### What to work on
Copy the following lines verbatim, omitting the pictures from your reply.

### Input rows
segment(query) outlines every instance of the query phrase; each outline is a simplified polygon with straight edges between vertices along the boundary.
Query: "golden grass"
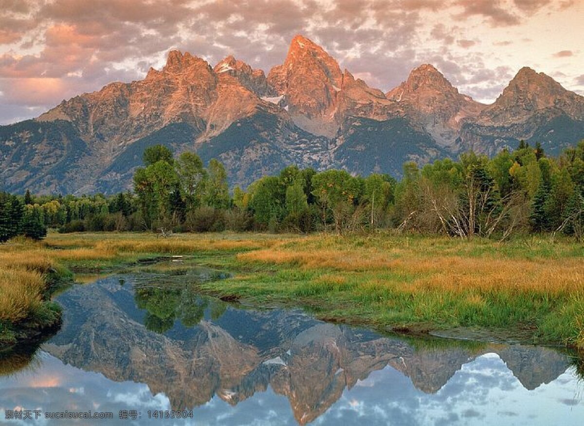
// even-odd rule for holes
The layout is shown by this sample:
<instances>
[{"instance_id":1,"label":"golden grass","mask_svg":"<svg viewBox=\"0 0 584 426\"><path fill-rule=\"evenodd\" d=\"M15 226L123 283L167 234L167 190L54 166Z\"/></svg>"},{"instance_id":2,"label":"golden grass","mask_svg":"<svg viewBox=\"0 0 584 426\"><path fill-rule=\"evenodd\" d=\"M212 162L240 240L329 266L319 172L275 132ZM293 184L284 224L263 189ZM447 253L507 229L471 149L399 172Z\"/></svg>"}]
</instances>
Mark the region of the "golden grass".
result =
<instances>
[{"instance_id":1,"label":"golden grass","mask_svg":"<svg viewBox=\"0 0 584 426\"><path fill-rule=\"evenodd\" d=\"M409 292L441 290L454 293L476 290L523 292L536 291L557 295L584 292L584 263L581 258L508 258L485 255L480 257L444 256L416 248L393 250L367 247L356 250L343 247L325 250L301 245L276 246L237 255L242 262L288 264L305 269L324 269L349 272L391 272L413 276ZM385 283L394 285L390 279ZM383 279L377 285L383 286ZM404 284L400 283L400 286Z\"/></svg>"},{"instance_id":2,"label":"golden grass","mask_svg":"<svg viewBox=\"0 0 584 426\"><path fill-rule=\"evenodd\" d=\"M44 289L39 272L0 270L0 321L16 323L28 317L41 303Z\"/></svg>"},{"instance_id":3,"label":"golden grass","mask_svg":"<svg viewBox=\"0 0 584 426\"><path fill-rule=\"evenodd\" d=\"M17 240L0 246L0 321L18 323L39 309L44 275L54 266L49 251L38 244Z\"/></svg>"}]
</instances>

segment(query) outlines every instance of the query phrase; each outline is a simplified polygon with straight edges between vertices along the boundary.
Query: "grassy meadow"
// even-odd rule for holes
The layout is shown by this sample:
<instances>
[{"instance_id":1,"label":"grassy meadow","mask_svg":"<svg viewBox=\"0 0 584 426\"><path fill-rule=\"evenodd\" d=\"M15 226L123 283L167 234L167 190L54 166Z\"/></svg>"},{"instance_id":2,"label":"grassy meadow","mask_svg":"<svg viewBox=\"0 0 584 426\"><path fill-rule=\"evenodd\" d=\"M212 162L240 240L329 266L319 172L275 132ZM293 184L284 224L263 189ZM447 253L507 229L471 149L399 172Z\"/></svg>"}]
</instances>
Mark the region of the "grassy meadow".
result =
<instances>
[{"instance_id":1,"label":"grassy meadow","mask_svg":"<svg viewBox=\"0 0 584 426\"><path fill-rule=\"evenodd\" d=\"M119 271L168 255L232 272L200 285L225 299L407 333L503 330L584 350L584 245L548 236L51 233L0 245L0 328L54 310L43 302L51 274Z\"/></svg>"}]
</instances>

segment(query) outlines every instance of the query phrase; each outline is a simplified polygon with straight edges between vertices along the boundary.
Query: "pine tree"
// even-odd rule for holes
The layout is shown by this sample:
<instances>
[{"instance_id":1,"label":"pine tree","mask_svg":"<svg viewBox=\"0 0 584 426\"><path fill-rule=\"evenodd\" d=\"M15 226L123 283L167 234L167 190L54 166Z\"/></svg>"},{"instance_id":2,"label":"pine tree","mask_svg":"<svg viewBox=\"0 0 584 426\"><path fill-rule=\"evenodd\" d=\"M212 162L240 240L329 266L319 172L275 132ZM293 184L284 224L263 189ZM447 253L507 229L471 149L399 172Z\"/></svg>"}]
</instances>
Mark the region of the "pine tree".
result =
<instances>
[{"instance_id":1,"label":"pine tree","mask_svg":"<svg viewBox=\"0 0 584 426\"><path fill-rule=\"evenodd\" d=\"M545 211L546 203L549 196L550 186L542 182L533 196L531 212L529 215L531 230L534 232L547 231L550 227L548 215Z\"/></svg>"},{"instance_id":2,"label":"pine tree","mask_svg":"<svg viewBox=\"0 0 584 426\"><path fill-rule=\"evenodd\" d=\"M22 219L22 233L33 240L40 240L47 236L47 228L41 220L38 209L27 209Z\"/></svg>"},{"instance_id":3,"label":"pine tree","mask_svg":"<svg viewBox=\"0 0 584 426\"><path fill-rule=\"evenodd\" d=\"M27 189L26 193L25 194L25 205L32 205L34 204L34 202L33 196L30 195L30 191Z\"/></svg>"}]
</instances>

### Task output
segment(query) outlines every instance of the query phrase; each outline is a simplified polygon with straight edges between vertices along the boundary.
Query: "golden grass"
// even-odd rule for holes
The layout is shown by this sample:
<instances>
[{"instance_id":1,"label":"golden grass","mask_svg":"<svg viewBox=\"0 0 584 426\"><path fill-rule=\"evenodd\" d=\"M15 226L123 283L167 234L167 190L54 166Z\"/></svg>"},{"instance_id":2,"label":"golden grass","mask_svg":"<svg viewBox=\"0 0 584 426\"><path fill-rule=\"evenodd\" d=\"M212 162L240 240L329 266L319 172L275 132ZM293 184L284 224L263 189ZM447 253L507 229L471 149L399 172Z\"/></svg>"}]
</instances>
Mark the region of the "golden grass".
result =
<instances>
[{"instance_id":1,"label":"golden grass","mask_svg":"<svg viewBox=\"0 0 584 426\"><path fill-rule=\"evenodd\" d=\"M409 292L441 290L454 293L476 290L523 292L536 291L557 295L584 292L584 263L581 258L508 258L485 255L480 257L444 256L416 248L393 250L367 247L356 250L343 247L325 250L301 245L276 246L237 255L242 262L288 264L305 269L324 269L349 272L391 272L413 276ZM385 283L394 285L390 279ZM383 279L377 285L383 286ZM404 284L400 283L400 286Z\"/></svg>"},{"instance_id":2,"label":"golden grass","mask_svg":"<svg viewBox=\"0 0 584 426\"><path fill-rule=\"evenodd\" d=\"M44 289L39 272L0 270L0 321L16 323L28 317L41 303Z\"/></svg>"},{"instance_id":3,"label":"golden grass","mask_svg":"<svg viewBox=\"0 0 584 426\"><path fill-rule=\"evenodd\" d=\"M17 240L0 246L0 321L18 323L39 309L44 275L54 266L49 251L38 244Z\"/></svg>"}]
</instances>

segment(query) outlines every instance of the query phrase; each outline is a simplified polygon with straight edges between vertices along the boundary.
Query: "grassy meadow"
// even-odd rule for holes
The layout is shown by this sample:
<instances>
[{"instance_id":1,"label":"grassy meadow","mask_svg":"<svg viewBox=\"0 0 584 426\"><path fill-rule=\"evenodd\" d=\"M15 226L123 283L167 234L167 190L54 166Z\"/></svg>"},{"instance_id":2,"label":"grassy meadow","mask_svg":"<svg viewBox=\"0 0 584 426\"><path fill-rule=\"evenodd\" d=\"M212 162L240 240L329 266L319 172L275 132ZM293 184L284 224L263 189ZM447 253L507 229L471 149L399 172Z\"/></svg>"}]
</instances>
Mark the region of the "grassy meadow".
result =
<instances>
[{"instance_id":1,"label":"grassy meadow","mask_svg":"<svg viewBox=\"0 0 584 426\"><path fill-rule=\"evenodd\" d=\"M119 271L168 255L232 272L200 285L225 299L407 333L503 330L584 350L584 245L548 236L51 233L0 245L0 328L54 310L43 302L51 274Z\"/></svg>"}]
</instances>

segment(query) outlines every instance of the query phrase; each outline is a simplified polygon with straight edges between vertices along the boundary.
Query: "pine tree"
// even-odd rule for holes
The layout is shown by this sample:
<instances>
[{"instance_id":1,"label":"pine tree","mask_svg":"<svg viewBox=\"0 0 584 426\"><path fill-rule=\"evenodd\" d=\"M15 226L123 283L167 234L167 190L54 166Z\"/></svg>"},{"instance_id":2,"label":"pine tree","mask_svg":"<svg viewBox=\"0 0 584 426\"><path fill-rule=\"evenodd\" d=\"M212 162L240 240L329 266L319 172L275 132ZM293 184L284 224L263 189ZM447 253L507 229L471 149L399 172Z\"/></svg>"}]
</instances>
Mark the region of the "pine tree".
result =
<instances>
[{"instance_id":1,"label":"pine tree","mask_svg":"<svg viewBox=\"0 0 584 426\"><path fill-rule=\"evenodd\" d=\"M545 211L546 203L549 196L550 186L542 182L533 196L531 212L529 215L531 230L534 232L547 231L550 227L548 215Z\"/></svg>"},{"instance_id":2,"label":"pine tree","mask_svg":"<svg viewBox=\"0 0 584 426\"><path fill-rule=\"evenodd\" d=\"M22 219L22 233L33 240L40 240L47 236L47 228L41 220L38 209L27 209Z\"/></svg>"},{"instance_id":3,"label":"pine tree","mask_svg":"<svg viewBox=\"0 0 584 426\"><path fill-rule=\"evenodd\" d=\"M27 189L26 193L25 194L25 205L32 205L34 204L34 202L33 196L30 195L30 191Z\"/></svg>"}]
</instances>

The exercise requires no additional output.